LAS Chemistry associate professors awarded grant for promising and creative new research

Chemistry faculty members discussing work in the lab

Two associate professors and their research teams have been awarded the Frontier Science Fund in the College of Liberal Arts and Sciences (LAS) for notable scientific research. Brett VanVeller, associate professor of chemistry, specializes in chemistry peptides, and Wei Le, associate professor of computer science, researches how AI and new technology can be used in the medical research world.

The Frontier Science Fund was created in 2021 to allow LAS scientists to pursue new avenues of high-risk, high-reward research that results in positive societal consequences. The fund was established by alumni Tom (’68 geology, MS ’71) and his wife Evonne (’68 textiles and clothing) Smith.

Developing New Ways to Discover Antibiotics

VanVeller and his research team, including Dr. Krishna K. Sharma as co-principal investigator on the project, are developing ways to modify peptide biomolecules in novel ways. With one senior research scientist, seven graduate students, and two undergraduate students, they have been working on this research for nearly seven years.

VanVeller’s research uses medical chemistry and drug discovery to address the threat of antimicrobial resistance.

“What we are trying to do is invent new ways of making molecules that have never existed before. These new approaches open up classes of molecules with unexplored applications as drugs and therapeutics,” VanVeller said.

With this research, VanVeller and Sharma, an expert in drug design and discovery, are trying to use this new chemistry to address the ever-growing threat of antimicrobial resistance, wherein infections become increasingly difficult to treat because microbes no longer respond to existing therapies. The research presents exciting implications for things such as medical chemistry and drug discovery.

“At first you think ‘OK, this is going to work out’ and then you test the experiment, and it suddenly fails. You have to go back and discover why it’s failing and try to address those failures and come up with a new idea to solve the same problem,” Sharma said.

VanVeller and Sharma are excited about the potential of their research. The Frontier Science Fund will allow them to test out several drug designs that have never been attempted before to generate new hypotheses to target bacterial infection.

“Funding like this is important because a lot of the time big ideas start from small ideas,” VanVeller said. “It’s an important area of research and we’re hoping we can make an impactful contribution.”

Required action A:
Retype the passage of the article on the Frontier Science Fund awards between "Two associate professors" and "and clothing) Smith.", inclusive.
Required action B:
According to the article on the Frontier Science Fund awards, in what year was the fund created?
The data that comes next is separate material and is unrelated to the article on the Frontier Science Fund awards.

Natural language descriptions of regions

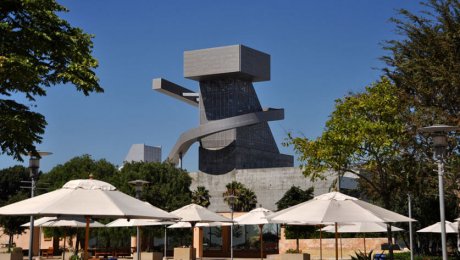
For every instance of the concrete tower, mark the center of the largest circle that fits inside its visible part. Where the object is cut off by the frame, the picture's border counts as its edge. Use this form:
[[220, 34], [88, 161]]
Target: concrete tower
[[233, 131]]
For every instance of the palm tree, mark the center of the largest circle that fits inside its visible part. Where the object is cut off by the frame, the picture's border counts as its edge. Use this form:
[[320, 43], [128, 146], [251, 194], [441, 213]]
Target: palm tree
[[201, 196], [243, 198]]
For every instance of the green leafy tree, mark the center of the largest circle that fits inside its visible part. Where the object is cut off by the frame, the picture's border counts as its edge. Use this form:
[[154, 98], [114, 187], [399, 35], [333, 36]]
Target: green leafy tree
[[425, 62], [294, 196], [201, 196], [12, 224], [38, 49], [367, 135], [244, 199]]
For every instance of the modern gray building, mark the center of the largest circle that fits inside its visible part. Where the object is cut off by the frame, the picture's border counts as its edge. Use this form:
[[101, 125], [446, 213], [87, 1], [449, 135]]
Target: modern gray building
[[143, 153], [233, 131], [236, 143]]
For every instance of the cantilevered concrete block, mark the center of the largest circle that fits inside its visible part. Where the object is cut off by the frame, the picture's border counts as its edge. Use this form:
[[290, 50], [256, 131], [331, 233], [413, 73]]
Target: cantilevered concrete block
[[235, 61]]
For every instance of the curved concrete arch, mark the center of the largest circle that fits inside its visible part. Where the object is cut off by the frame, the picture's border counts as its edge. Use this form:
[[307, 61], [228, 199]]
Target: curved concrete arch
[[193, 135]]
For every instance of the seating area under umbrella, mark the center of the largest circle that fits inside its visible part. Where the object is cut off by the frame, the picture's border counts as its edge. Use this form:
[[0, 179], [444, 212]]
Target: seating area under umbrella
[[257, 217], [335, 207], [88, 198]]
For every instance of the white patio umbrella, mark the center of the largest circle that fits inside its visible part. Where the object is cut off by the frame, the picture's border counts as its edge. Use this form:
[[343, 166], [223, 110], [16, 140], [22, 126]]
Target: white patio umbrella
[[436, 228], [181, 224], [336, 207], [89, 198], [361, 227], [123, 222], [257, 216], [68, 221], [194, 214]]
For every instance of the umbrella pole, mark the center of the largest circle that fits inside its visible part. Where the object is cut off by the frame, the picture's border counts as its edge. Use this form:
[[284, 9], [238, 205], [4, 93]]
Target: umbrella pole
[[261, 241], [63, 252], [86, 239], [138, 243], [320, 244], [336, 243], [193, 234], [365, 245], [341, 248], [164, 244]]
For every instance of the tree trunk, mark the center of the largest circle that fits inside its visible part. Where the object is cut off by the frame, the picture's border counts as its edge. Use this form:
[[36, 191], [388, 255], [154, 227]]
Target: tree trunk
[[390, 242], [55, 244], [10, 242]]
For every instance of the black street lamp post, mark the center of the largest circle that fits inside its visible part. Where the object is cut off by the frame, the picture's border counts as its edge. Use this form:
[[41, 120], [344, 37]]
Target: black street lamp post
[[439, 135], [34, 166], [138, 185]]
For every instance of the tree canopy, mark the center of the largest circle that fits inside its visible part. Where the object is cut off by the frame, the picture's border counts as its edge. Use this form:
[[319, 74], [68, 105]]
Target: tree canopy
[[168, 188], [294, 196], [79, 167], [201, 196], [363, 136], [38, 49], [424, 63]]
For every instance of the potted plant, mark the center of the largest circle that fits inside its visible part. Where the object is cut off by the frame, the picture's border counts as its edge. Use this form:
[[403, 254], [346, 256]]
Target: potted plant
[[15, 254], [295, 254]]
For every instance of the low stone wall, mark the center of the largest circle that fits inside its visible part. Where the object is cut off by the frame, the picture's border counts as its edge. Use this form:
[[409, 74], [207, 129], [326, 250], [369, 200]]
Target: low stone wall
[[347, 246]]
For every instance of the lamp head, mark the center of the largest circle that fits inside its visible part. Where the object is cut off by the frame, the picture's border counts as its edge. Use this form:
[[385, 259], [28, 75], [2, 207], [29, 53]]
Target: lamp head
[[34, 162], [439, 135]]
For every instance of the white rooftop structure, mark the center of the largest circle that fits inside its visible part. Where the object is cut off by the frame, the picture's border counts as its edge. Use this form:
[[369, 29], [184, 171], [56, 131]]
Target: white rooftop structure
[[143, 153]]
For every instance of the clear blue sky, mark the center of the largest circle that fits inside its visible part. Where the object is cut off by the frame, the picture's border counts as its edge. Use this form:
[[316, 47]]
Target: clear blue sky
[[320, 51]]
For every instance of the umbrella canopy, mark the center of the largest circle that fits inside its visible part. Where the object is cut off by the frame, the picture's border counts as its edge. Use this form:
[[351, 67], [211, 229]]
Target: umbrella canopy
[[39, 221], [436, 228], [208, 224], [63, 222], [336, 207], [361, 227], [195, 213], [254, 217], [86, 198], [123, 222]]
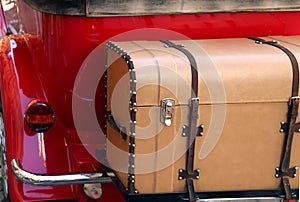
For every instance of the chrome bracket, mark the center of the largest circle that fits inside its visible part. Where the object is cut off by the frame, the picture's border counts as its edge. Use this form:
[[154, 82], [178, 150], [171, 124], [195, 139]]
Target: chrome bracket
[[291, 172], [284, 127], [167, 106], [186, 130], [183, 174]]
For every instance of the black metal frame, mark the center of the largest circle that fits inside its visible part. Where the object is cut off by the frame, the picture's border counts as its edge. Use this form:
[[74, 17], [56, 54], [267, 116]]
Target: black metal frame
[[178, 197], [183, 196]]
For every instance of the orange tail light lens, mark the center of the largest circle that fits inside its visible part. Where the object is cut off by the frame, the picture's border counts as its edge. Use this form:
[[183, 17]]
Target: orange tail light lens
[[39, 116]]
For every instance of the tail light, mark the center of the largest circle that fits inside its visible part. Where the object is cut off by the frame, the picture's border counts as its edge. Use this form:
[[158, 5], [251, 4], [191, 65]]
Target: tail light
[[39, 116]]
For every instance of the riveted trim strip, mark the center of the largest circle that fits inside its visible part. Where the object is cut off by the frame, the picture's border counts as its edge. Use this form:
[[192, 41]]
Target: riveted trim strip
[[132, 104]]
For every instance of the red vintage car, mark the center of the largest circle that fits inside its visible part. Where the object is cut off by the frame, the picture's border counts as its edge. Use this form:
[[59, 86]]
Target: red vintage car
[[52, 84]]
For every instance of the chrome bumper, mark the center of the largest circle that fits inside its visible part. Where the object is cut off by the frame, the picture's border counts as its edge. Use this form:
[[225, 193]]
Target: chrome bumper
[[55, 180]]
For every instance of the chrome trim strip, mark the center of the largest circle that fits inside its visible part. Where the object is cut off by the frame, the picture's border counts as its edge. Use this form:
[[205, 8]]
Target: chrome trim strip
[[257, 199], [55, 180]]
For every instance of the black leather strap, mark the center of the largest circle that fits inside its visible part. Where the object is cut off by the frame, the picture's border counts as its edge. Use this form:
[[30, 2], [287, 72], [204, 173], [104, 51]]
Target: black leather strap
[[194, 69], [292, 116], [193, 117]]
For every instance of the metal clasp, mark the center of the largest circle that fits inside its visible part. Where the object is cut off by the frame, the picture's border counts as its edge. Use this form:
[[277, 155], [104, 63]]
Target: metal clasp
[[167, 111]]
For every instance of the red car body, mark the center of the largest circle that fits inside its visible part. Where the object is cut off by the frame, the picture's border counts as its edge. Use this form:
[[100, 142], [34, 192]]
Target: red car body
[[46, 63]]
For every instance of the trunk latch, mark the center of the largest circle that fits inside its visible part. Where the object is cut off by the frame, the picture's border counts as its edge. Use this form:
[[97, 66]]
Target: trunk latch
[[167, 111]]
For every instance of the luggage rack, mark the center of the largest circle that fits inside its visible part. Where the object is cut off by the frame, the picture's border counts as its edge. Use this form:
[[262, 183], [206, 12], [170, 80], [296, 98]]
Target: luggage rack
[[216, 196], [234, 196]]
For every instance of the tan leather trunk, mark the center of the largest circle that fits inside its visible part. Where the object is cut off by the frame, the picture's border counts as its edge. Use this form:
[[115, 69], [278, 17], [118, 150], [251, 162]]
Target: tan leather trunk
[[244, 90]]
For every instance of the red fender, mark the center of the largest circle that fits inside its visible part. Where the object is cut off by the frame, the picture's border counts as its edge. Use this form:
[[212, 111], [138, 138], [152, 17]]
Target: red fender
[[21, 84]]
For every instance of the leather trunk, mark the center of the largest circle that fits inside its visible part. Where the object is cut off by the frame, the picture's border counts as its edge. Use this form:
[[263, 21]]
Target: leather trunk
[[244, 89]]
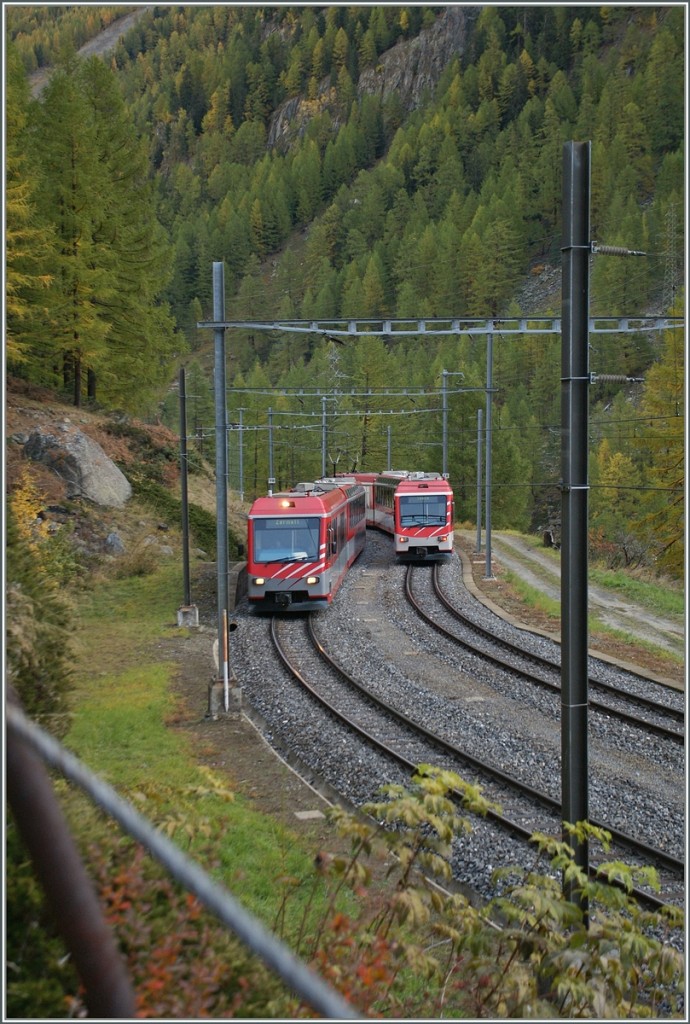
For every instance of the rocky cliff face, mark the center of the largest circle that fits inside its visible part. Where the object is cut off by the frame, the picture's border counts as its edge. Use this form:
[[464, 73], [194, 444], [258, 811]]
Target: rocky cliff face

Task solution A:
Two associate professors and their research teams have been awarded the Frontier Science Fund in the College of Liberal Arts and Sciences (LAS) for notable scientific research. Brett VanVeller, associate professor of chemistry, specializes in chemistry peptides, and Wei Le, associate professor of computer science, researches how AI and new technology can be used in the medical research world.

The Frontier Science Fund was created in 2021 to allow LAS scientists to pursue new avenues of high-risk, high-reward research that results in positive societal consequences. The fund was established by alumni Tom (’68 geology, MS ’71) and his wife Evonne (’68 textiles and clothing) Smith.

Task solution B:
2021